WORK INSTRUCTIONS
Where does the word "paddy" occur in the data below? Copy each line that holds it.

EXERCISE MATERIAL
——————————
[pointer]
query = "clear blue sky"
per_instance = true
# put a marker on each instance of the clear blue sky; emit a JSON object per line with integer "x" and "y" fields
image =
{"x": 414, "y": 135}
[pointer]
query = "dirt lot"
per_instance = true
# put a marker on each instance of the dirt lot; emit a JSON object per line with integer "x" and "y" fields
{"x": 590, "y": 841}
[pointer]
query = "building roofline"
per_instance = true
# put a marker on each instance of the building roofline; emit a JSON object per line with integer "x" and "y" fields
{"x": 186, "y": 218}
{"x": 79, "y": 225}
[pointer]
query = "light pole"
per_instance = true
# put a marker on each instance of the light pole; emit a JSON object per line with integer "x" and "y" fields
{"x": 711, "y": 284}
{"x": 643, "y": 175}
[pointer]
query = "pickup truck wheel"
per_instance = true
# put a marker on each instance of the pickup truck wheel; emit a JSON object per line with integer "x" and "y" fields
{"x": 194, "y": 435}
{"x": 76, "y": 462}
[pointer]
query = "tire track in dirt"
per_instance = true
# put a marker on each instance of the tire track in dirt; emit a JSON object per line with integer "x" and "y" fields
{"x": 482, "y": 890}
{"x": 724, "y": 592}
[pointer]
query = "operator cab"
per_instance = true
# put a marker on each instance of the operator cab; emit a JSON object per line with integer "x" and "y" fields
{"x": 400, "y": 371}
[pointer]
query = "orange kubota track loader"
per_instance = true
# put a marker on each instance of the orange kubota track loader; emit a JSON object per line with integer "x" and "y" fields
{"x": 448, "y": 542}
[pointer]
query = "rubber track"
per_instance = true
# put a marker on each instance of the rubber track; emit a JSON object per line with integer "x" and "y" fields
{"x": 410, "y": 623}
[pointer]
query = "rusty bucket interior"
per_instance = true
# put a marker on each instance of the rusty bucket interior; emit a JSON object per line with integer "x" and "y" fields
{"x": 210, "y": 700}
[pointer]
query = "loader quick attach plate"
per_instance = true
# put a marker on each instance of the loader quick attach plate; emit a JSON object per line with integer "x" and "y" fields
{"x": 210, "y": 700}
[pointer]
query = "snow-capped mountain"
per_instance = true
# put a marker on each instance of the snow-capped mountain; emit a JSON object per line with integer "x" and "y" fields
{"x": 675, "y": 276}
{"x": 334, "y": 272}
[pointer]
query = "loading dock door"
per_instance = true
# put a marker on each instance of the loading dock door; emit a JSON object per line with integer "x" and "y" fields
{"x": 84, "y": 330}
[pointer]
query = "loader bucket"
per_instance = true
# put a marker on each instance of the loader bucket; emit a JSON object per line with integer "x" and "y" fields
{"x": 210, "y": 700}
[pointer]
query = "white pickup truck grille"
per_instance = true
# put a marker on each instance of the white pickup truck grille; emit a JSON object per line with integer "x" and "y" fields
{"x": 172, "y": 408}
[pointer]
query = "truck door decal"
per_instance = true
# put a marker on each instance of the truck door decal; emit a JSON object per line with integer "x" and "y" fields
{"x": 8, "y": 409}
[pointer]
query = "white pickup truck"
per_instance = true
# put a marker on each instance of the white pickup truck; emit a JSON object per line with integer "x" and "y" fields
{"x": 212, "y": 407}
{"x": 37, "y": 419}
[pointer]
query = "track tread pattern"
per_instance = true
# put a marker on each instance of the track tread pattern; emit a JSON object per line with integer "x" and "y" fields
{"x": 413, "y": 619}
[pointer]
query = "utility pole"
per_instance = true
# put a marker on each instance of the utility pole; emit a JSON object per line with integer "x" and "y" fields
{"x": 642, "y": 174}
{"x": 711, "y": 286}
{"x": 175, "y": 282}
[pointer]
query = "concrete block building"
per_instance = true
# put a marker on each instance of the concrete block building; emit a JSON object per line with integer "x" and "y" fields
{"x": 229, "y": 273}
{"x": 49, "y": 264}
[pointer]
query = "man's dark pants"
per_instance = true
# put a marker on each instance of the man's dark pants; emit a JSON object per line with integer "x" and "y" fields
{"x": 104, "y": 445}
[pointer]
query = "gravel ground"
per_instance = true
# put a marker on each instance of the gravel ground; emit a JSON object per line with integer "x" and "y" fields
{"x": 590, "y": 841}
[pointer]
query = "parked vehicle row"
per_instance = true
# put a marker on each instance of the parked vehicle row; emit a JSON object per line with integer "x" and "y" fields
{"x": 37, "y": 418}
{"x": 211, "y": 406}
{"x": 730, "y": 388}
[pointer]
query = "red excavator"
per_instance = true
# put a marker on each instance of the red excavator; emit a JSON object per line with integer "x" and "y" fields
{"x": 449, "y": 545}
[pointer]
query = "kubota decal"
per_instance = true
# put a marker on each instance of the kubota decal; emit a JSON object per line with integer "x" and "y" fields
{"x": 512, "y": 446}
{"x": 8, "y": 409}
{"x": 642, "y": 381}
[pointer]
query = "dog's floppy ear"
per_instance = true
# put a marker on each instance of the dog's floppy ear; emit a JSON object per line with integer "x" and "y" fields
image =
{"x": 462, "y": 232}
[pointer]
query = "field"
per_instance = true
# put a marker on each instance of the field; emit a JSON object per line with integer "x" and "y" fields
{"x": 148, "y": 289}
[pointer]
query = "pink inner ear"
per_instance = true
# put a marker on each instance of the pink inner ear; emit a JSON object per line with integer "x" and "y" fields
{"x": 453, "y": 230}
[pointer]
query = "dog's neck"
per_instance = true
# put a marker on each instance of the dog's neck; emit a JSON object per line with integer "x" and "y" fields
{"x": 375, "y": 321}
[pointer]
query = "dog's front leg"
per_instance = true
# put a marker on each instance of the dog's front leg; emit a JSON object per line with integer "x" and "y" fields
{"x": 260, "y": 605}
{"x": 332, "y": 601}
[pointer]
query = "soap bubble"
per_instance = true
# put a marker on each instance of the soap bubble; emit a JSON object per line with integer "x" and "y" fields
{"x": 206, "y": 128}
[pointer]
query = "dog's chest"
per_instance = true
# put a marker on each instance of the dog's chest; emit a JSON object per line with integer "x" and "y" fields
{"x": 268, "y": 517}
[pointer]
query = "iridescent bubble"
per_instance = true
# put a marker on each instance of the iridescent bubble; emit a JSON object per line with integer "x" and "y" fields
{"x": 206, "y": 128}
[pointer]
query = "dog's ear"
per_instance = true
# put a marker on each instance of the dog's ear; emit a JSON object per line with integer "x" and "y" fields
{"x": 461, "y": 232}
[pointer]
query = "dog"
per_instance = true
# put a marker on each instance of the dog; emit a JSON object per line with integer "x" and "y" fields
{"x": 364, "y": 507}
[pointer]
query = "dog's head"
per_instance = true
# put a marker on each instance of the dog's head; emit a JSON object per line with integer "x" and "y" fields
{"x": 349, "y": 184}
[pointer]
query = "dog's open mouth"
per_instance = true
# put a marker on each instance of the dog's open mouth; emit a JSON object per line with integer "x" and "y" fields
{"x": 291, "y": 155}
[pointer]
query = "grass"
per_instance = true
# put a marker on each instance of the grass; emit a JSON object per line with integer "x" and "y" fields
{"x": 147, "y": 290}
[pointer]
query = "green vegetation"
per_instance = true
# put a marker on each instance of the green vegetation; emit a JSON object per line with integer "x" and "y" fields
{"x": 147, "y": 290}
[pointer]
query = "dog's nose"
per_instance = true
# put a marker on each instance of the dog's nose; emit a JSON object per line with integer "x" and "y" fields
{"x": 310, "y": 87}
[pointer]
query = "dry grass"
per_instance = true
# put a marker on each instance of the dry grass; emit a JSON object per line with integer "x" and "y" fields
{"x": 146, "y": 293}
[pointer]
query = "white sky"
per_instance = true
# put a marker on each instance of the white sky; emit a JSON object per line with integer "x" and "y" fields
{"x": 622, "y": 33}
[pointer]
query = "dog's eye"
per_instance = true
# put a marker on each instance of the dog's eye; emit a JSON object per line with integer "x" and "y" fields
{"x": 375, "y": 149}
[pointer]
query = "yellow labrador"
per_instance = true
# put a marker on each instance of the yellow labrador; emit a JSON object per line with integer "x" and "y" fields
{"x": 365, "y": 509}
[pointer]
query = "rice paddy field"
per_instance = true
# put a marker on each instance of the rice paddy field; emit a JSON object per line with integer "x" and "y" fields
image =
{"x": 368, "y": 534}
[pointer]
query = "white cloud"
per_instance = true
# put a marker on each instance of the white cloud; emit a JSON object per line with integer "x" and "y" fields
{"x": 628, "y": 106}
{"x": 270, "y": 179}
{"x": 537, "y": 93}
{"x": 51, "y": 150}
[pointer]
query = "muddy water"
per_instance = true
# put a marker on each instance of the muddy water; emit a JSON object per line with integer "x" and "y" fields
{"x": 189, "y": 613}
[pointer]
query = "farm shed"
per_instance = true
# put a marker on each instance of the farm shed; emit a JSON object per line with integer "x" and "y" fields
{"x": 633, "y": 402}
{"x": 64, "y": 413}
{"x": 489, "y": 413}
——————————
WRITTEN SOLUTION
query = "rice paddy field"
# put a marker on each instance of the rice paddy field; emit a JSON object per line with integer "x" and "y" fields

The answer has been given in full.